### Exercise
Would you transcribe the line that holds "For the site audit, find each instance of the salt crust", plus every line beneath it through the end of the data, exactly and with nothing added?

### Provided material
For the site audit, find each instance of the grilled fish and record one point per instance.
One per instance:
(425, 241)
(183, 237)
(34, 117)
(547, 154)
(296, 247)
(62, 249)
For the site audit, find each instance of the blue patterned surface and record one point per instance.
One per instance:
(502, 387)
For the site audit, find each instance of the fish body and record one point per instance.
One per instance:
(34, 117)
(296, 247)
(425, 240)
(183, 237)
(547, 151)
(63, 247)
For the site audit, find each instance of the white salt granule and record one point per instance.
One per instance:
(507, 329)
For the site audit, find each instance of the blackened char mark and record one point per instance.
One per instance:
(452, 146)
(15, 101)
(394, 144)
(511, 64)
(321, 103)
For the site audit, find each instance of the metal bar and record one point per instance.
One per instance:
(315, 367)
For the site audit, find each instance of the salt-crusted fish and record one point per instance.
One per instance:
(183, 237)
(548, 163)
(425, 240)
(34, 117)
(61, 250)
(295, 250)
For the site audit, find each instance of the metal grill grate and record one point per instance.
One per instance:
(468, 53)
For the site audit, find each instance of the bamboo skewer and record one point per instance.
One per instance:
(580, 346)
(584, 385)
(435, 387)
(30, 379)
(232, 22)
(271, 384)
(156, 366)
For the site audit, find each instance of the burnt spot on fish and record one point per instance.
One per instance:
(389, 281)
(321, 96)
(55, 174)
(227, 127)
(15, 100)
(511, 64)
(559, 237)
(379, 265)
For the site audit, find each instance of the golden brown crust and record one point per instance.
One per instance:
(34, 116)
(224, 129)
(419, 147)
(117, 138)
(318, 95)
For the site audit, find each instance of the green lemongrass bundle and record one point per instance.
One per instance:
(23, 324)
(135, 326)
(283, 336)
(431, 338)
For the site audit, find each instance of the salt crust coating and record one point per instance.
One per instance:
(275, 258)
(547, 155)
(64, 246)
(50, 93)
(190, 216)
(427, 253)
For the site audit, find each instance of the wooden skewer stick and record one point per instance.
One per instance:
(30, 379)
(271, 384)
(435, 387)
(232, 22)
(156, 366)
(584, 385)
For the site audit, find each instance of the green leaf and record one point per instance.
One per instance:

### Solved problem
For the site audit, find each instance of the salt crust coating and record one point per instance.
One per instance:
(275, 258)
(547, 155)
(64, 246)
(50, 93)
(190, 216)
(427, 253)
For the site audit, find each instance of the wooden skewer stick and record one point per instance.
One per instance:
(30, 379)
(271, 384)
(435, 387)
(232, 22)
(156, 366)
(584, 385)
For the site audit, find each instance of the green leaf and record one point per instance.
One per instance:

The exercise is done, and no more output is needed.